_Problem description_.
Transcribe only the lines from the one containing "In this exercise you will label the green hanging" through the final line of the entries below, exactly, and exclude the pictures.
** Opening Provided records block **
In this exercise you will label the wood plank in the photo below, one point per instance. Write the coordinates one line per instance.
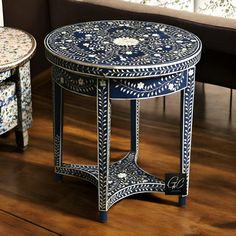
(28, 190)
(15, 226)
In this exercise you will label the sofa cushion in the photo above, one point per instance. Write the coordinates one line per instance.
(216, 33)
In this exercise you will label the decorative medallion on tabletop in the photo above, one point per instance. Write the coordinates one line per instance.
(124, 49)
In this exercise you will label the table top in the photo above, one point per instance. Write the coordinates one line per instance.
(16, 46)
(124, 49)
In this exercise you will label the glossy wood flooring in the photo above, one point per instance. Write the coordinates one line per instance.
(31, 203)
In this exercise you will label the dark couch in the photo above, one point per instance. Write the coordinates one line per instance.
(217, 34)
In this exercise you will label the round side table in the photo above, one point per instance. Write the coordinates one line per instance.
(129, 60)
(16, 49)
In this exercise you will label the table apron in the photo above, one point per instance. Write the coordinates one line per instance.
(122, 88)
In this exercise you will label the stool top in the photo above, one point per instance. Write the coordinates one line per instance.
(123, 49)
(16, 46)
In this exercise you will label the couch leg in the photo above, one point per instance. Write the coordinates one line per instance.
(22, 140)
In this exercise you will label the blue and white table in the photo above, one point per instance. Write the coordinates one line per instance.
(129, 60)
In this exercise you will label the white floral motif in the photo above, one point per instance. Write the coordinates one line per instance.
(171, 87)
(190, 73)
(125, 41)
(102, 83)
(140, 85)
(81, 82)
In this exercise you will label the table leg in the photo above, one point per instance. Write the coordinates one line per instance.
(134, 116)
(58, 105)
(187, 100)
(24, 104)
(103, 126)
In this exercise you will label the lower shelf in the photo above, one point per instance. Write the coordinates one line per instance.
(125, 178)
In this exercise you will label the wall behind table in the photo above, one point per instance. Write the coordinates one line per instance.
(1, 14)
(33, 17)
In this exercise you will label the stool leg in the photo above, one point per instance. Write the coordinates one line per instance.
(134, 116)
(187, 100)
(24, 104)
(103, 126)
(58, 109)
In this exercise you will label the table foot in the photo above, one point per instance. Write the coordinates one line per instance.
(22, 140)
(182, 201)
(58, 178)
(5, 135)
(103, 216)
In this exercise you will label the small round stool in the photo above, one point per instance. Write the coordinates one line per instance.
(16, 49)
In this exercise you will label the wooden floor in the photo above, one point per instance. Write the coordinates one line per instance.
(31, 203)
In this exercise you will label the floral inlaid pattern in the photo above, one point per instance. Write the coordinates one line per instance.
(119, 45)
(15, 47)
(8, 106)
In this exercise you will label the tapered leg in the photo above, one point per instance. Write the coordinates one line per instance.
(103, 126)
(58, 105)
(134, 116)
(24, 104)
(187, 100)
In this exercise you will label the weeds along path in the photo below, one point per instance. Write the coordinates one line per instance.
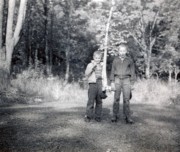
(59, 127)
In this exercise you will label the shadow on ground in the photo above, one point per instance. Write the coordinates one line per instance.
(39, 128)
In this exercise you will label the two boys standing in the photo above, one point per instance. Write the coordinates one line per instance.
(122, 78)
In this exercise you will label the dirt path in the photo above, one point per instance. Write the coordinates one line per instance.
(59, 127)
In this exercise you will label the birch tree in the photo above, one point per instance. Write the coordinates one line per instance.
(1, 26)
(12, 36)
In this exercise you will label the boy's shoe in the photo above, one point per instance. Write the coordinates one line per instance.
(114, 119)
(98, 119)
(129, 121)
(87, 119)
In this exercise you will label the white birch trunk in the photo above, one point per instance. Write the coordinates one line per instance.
(104, 72)
(1, 23)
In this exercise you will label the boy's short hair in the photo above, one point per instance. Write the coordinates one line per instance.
(97, 53)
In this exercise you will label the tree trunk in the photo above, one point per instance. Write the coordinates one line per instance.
(176, 71)
(71, 7)
(36, 58)
(104, 72)
(170, 76)
(46, 35)
(51, 38)
(12, 39)
(1, 24)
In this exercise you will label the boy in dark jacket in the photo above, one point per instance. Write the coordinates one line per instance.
(122, 78)
(93, 73)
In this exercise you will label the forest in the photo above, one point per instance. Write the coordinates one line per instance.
(45, 47)
(59, 37)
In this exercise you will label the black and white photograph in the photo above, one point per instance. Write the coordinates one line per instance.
(89, 76)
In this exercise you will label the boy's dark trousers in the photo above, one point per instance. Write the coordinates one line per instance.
(94, 92)
(123, 86)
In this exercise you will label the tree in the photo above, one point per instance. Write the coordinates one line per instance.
(12, 38)
(1, 24)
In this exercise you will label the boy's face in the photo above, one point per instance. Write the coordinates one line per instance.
(122, 51)
(97, 58)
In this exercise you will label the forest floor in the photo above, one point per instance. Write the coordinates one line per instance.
(60, 127)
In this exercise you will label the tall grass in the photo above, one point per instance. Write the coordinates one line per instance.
(35, 84)
(154, 91)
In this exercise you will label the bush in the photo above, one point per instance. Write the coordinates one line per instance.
(33, 83)
(155, 92)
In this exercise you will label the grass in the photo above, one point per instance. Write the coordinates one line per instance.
(34, 84)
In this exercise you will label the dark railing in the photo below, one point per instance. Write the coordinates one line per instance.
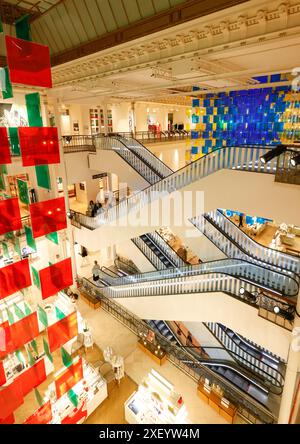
(253, 410)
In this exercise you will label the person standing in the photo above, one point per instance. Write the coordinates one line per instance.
(96, 271)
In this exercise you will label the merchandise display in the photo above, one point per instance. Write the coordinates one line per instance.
(155, 402)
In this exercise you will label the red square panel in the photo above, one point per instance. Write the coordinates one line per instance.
(32, 377)
(68, 378)
(10, 399)
(48, 216)
(62, 331)
(4, 146)
(14, 277)
(28, 63)
(39, 145)
(56, 278)
(42, 416)
(10, 219)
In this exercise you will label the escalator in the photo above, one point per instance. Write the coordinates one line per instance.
(235, 374)
(157, 251)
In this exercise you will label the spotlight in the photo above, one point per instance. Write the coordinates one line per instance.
(275, 152)
(295, 160)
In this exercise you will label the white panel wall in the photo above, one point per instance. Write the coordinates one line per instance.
(213, 307)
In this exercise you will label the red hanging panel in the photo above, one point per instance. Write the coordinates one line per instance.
(41, 416)
(62, 331)
(10, 399)
(48, 216)
(39, 145)
(28, 62)
(32, 377)
(56, 277)
(14, 277)
(10, 219)
(4, 147)
(68, 378)
(19, 333)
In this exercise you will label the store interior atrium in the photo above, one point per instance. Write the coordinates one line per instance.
(149, 212)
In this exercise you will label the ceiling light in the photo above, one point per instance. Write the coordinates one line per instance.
(275, 152)
(295, 160)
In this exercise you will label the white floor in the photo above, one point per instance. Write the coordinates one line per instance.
(107, 331)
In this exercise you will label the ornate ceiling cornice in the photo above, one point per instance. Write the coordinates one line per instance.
(265, 23)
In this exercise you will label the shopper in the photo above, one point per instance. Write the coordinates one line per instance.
(96, 271)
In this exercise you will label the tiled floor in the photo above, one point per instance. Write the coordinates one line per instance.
(108, 331)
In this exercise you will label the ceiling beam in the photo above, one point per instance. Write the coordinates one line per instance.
(189, 10)
(10, 13)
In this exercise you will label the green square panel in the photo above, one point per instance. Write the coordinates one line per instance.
(43, 176)
(7, 91)
(36, 277)
(33, 107)
(53, 237)
(29, 238)
(23, 191)
(14, 140)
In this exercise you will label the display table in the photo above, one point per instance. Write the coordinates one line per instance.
(155, 352)
(155, 402)
(221, 405)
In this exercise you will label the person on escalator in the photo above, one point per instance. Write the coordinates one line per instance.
(96, 271)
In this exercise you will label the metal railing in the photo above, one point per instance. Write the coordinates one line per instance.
(250, 247)
(253, 410)
(234, 251)
(235, 158)
(256, 365)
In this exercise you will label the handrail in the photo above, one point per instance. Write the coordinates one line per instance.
(243, 401)
(251, 247)
(233, 250)
(237, 158)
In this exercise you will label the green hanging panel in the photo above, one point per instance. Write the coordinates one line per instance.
(23, 191)
(18, 247)
(14, 140)
(66, 357)
(38, 397)
(53, 237)
(73, 397)
(19, 312)
(47, 350)
(23, 28)
(29, 238)
(36, 277)
(33, 344)
(3, 169)
(33, 106)
(7, 91)
(59, 313)
(43, 176)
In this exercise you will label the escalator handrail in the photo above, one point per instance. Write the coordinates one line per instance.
(272, 250)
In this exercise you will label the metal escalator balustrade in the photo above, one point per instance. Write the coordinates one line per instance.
(246, 356)
(234, 158)
(250, 246)
(247, 406)
(232, 250)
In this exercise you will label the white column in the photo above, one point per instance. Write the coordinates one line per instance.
(293, 365)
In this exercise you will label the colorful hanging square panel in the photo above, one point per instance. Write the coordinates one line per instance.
(56, 277)
(39, 145)
(48, 216)
(28, 63)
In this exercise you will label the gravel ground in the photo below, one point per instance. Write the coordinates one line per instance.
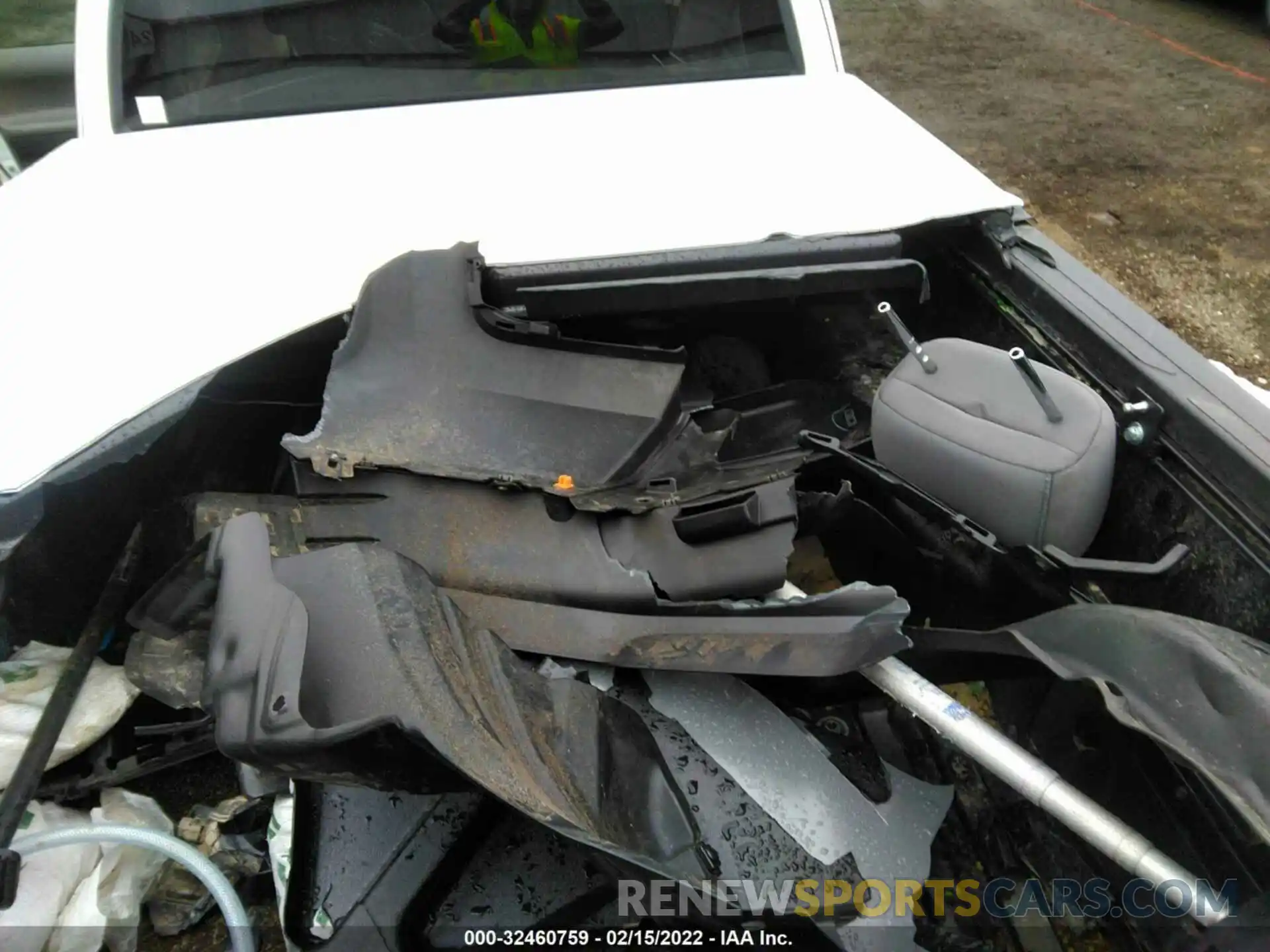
** Closing Provided records block **
_Task solution_.
In this exercise you will label the green hanging panel in the photo above, one point per instance. Write the coordinates one line per instance.
(23, 191)
(18, 247)
(14, 140)
(66, 357)
(38, 397)
(53, 237)
(73, 397)
(19, 312)
(47, 350)
(23, 28)
(29, 238)
(36, 277)
(33, 344)
(3, 169)
(33, 106)
(7, 91)
(59, 313)
(43, 176)
In this exercise you will label the escalator handrail in the photo above, one point per instance. Write the coordinates one line per instance.
(272, 250)
In this exercise you will label the metal escalator balustrade in the photo above, one point per instance. Write the coordinates one line per instance.
(246, 356)
(234, 158)
(250, 246)
(247, 406)
(232, 250)
In this exercise you will label the white column in the photo above, one point per instance. Write the coordinates one line per instance.
(293, 365)
In this exercise you will label the colorful hanging square panel in the photo above, one point per instance. Write the coordinates one line per instance.
(56, 277)
(39, 145)
(48, 216)
(28, 63)
In this exercise you will label the gravel ground in the photo below, one point per instance. Write the coordinates one line per instance.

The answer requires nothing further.